Exercise passage:
____
Will you still need me, will you still feed me, when I’m 94?

When I get older, losing my hair
Many years from now
Will you still be sending me a valentine
Birthday greetings, bottle of wine
If I’d been out ’til quarter to three
Would you lock the door?
Will you still need me, will you still feed me
When I’m 64?

– The Beatles, “When I’m 64”

Statement of the obvious: the Beatles were brilliant. So, with trepidation, I will suggest a slight “enhancement” to the lyrics of one of their many hits, renaming it “When I’m 94.” What wasn’t obvious then, but is now: we are living very long lives. That has huge implications, not just for human relationships, but also for our finances.

Surveys find that most Americans are not financially ready for a very long life. That’s in part because most Americans don’t believe they will live that long.

If you are 50, you are likely to live to 85 (a bit more for women, a bit less for men). For most people, that’s 20+ years in retirement.

But if you are in good health and have access to good medical care – like the vast majority of our clients — you will likely live longer. Nationwide, 22% of 50-year-old men and 33% of 50-year-old women will live into their 90s. In our client plans, we assume 90-95.

Can you afford that?

If you’re not sure, here are a few suggestions.

  • Make a plan. It will take into account your goals, your income, your spending, your estimated retirement date, your savings … and, yes, your life expectancy.
____
Items drawn from a data source:
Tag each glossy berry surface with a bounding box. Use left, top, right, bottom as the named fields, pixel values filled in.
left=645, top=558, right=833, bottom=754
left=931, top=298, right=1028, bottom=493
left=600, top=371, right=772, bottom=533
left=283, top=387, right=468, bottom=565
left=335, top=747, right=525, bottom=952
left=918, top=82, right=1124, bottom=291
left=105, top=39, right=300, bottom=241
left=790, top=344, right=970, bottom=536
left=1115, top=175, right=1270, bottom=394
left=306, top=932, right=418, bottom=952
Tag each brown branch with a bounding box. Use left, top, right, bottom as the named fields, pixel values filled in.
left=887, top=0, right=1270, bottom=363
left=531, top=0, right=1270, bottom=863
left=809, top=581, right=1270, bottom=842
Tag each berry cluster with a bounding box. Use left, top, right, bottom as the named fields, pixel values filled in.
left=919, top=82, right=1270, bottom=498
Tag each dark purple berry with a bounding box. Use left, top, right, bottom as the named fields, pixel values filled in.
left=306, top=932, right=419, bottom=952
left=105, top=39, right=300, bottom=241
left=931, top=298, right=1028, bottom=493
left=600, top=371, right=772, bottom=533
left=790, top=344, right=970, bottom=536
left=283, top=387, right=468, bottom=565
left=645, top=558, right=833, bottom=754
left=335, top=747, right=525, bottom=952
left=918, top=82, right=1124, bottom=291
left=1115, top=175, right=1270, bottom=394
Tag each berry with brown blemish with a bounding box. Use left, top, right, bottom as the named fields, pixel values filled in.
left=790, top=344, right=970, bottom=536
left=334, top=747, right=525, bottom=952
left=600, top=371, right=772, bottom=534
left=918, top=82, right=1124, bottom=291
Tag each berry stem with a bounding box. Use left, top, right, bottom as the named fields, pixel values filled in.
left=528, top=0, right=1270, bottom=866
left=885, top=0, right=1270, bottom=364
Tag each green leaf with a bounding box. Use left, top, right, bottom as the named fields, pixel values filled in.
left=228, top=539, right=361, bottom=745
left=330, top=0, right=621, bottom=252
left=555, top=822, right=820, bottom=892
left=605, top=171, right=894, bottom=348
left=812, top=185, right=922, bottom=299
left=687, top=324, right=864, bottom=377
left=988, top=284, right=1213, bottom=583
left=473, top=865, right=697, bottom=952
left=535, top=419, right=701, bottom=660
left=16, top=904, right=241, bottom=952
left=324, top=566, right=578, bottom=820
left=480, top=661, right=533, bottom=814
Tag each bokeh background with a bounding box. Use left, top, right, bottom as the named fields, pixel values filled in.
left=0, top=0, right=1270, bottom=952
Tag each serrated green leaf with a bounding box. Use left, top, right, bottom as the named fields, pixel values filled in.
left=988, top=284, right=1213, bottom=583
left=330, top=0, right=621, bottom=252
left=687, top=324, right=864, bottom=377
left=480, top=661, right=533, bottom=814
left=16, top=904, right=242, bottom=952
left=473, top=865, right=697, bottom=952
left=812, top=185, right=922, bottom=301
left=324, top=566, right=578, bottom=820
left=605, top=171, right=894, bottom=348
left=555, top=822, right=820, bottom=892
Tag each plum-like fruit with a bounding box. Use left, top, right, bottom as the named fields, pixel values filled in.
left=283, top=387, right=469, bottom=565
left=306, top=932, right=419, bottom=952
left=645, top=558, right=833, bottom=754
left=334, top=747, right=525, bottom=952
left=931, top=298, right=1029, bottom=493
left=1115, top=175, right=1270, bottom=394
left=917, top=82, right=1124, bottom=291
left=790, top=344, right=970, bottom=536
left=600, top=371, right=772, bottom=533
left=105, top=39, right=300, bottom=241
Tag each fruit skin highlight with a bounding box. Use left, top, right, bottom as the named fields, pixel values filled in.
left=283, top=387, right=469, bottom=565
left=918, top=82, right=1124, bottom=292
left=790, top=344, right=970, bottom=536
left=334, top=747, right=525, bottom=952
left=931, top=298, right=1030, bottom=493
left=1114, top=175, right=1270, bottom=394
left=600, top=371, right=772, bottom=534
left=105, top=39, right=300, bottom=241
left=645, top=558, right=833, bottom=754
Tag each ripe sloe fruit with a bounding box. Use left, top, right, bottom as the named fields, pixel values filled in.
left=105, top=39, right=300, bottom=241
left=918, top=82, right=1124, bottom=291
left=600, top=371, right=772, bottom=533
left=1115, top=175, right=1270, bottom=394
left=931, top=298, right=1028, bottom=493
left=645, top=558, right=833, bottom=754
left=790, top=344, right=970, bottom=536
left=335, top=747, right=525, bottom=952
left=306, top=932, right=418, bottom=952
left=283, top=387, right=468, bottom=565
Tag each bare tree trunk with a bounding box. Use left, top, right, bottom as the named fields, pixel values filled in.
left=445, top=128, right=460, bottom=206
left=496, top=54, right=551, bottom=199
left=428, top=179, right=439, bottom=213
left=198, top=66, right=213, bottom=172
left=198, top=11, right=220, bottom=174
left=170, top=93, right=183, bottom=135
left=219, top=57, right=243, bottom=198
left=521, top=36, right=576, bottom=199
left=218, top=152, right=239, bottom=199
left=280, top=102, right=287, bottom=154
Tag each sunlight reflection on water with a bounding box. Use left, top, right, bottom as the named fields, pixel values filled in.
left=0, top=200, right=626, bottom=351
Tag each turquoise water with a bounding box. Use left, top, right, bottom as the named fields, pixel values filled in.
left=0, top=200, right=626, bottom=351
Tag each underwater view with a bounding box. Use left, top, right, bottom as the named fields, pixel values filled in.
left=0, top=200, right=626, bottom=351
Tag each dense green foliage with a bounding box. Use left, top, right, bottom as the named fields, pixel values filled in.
____
Check your understanding:
1 > According to the passage on planning for a long retirement, why are most Americans not financially ready for a very long life? Answer in one to three sentences.
2 > Proceed with the passage on planning for a long retirement, picking up right after its final sentence.
These items have no connection to the passage on planning for a long retirement.

Answers provided:
1 > Surveys find that most Americans are not financially prepared for a very long life partly because most of them do not believe they will live that long.

2 >
  • Be realistic. Don’t assume your expenses will suddenly drop by 1/3 in retirement. Studies show they probably will drop by 20% — and they may not drop much at all.
  • Build in a cushion. That means planning for the unexpected. You may live longer than average, you may not make as much in the next 10 years as you made in the last 10, the stock market will probably not be as good in the next decade, etc. I hope we’re being too pessimistic. But we recommend a “belt and suspenders” approach.
  • Start planning early. No age is too late, because there is always time to adjust. But the earlier you start, the easier it is to correct course.

 

If you can do this yourself, great. If you need help, hire a “fee-only” financial planner. That’s someone who puts your interests first and won’t sell you expensive products you don’t need.

Either way, get ready to live into your 90s. Think of 94 as the new 64.